*** Opening Information given ***
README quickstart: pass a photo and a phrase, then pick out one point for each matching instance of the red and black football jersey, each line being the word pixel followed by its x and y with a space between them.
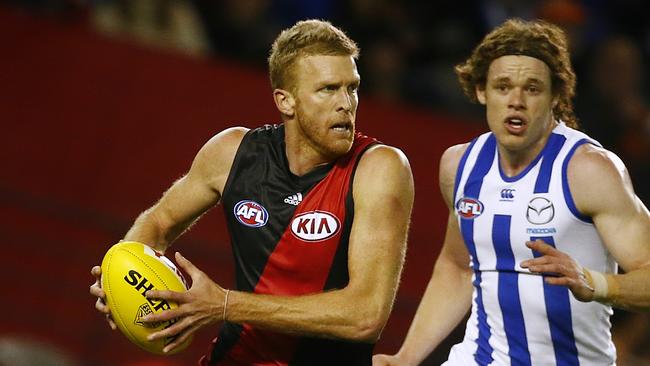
pixel 289 237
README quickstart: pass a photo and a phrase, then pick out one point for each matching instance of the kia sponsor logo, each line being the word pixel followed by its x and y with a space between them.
pixel 314 226
pixel 251 213
pixel 469 208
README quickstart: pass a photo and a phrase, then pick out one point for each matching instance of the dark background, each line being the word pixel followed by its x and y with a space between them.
pixel 103 104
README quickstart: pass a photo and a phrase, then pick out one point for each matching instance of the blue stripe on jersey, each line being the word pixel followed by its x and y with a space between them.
pixel 553 147
pixel 461 165
pixel 558 311
pixel 472 189
pixel 509 300
pixel 565 183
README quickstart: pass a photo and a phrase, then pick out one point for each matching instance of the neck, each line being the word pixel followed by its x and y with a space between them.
pixel 301 155
pixel 514 161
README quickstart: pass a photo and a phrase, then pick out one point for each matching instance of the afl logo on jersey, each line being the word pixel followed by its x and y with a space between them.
pixel 469 208
pixel 314 226
pixel 251 213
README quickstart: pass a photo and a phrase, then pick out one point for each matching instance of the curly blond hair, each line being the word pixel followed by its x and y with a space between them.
pixel 539 39
pixel 306 38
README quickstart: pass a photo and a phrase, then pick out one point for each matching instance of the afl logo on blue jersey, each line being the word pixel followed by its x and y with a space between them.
pixel 251 213
pixel 469 208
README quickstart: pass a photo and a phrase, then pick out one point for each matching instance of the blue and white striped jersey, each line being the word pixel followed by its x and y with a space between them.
pixel 516 318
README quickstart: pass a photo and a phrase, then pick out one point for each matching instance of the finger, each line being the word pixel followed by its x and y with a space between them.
pixel 180 339
pixel 102 307
pixel 176 328
pixel 537 261
pixel 97 291
pixel 177 297
pixel 164 315
pixel 551 269
pixel 188 266
pixel 96 271
pixel 111 323
pixel 541 247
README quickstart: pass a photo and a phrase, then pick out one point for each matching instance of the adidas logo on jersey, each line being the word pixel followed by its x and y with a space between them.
pixel 294 199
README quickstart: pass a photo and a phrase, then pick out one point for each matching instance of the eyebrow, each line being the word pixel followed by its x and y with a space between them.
pixel 528 80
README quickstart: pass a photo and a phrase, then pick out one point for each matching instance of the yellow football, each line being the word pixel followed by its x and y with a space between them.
pixel 129 270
*** Closing Information given ***
> Try it
Write the records above out again exactly, with no pictures in your copy.

> Result
README quickstart: pass a photo and a phrase, then pick out one point for each matching instance of the red and black football jersey, each line being the word pixel followed by its x and y with a space between them.
pixel 289 237
README quickstart: pass a photo and a phrase, then pick out one point for each matching instance of the kia sponsor logo, each line being the word pixel followed by its x and y with a space between them.
pixel 314 226
pixel 251 213
pixel 469 208
README quickstart: pass a photo and a phrase, then pick out one point for each matching instance of the dark background, each line being the word pixel followed by its x and y with a space between them.
pixel 103 104
README quickstart: pass a photo and a phrase, then pick out one point for each matching instance of the blue stripe on jersey, each line being the word pixel followed by its x and y with a space between them.
pixel 553 147
pixel 461 165
pixel 558 311
pixel 472 189
pixel 509 300
pixel 565 183
README quickstart: pass a photo and a phrase, then pick out one point for each matching instance of the neck, each line being the word pixel followed by its x and y with a space between them.
pixel 301 155
pixel 514 161
README quickstart: pass a photo and a phrase, then pick out one point for each matching instance of the afl logo on jersey, each line being the word pixel followed by its x and y with a space between them.
pixel 469 208
pixel 314 226
pixel 251 213
README quickstart: pass a photo and a phrase, then pick out one point for each matching instance of the curly blond hair, each line being the word pixel followed by its x and y with a space between them.
pixel 539 39
pixel 306 38
README quickstart: pass a photo and a phrase, then pick out one point for each matching instance of the afl logo on blue jersey, each line being the word pixel followed by its x and y with a space between them.
pixel 251 213
pixel 469 208
README quickstart: pass a photo and a phrase, then pick out one point for each matching instance of the blue and white striped jersey, each line being the word pixel followed by its x and y with a space between them.
pixel 516 318
README quickstart: pass a photo and a phrase, then pick out one point for each matching instance of the finger, each line being the word pixel followed by its x and y with a space between them.
pixel 180 339
pixel 102 307
pixel 176 328
pixel 537 261
pixel 97 291
pixel 177 297
pixel 164 315
pixel 551 269
pixel 188 266
pixel 96 271
pixel 111 323
pixel 541 247
README quickstart: pass a photo and a phrase, then pick out one point for each matching instance of the adidas logo on jersey, each line being the word pixel followed by its x and y with a space between them.
pixel 294 199
README quickstart: pass a photo and a phrase, then pick out one point for each matching instance of the eyebrow, each line being the word pixel followed by its x and y with a space between them.
pixel 528 80
README quickstart: pass a photo and a phrase, then pick out one point for each matching instance of the yellow football, each line being the word pixel followed by its x and y with a space between them.
pixel 129 270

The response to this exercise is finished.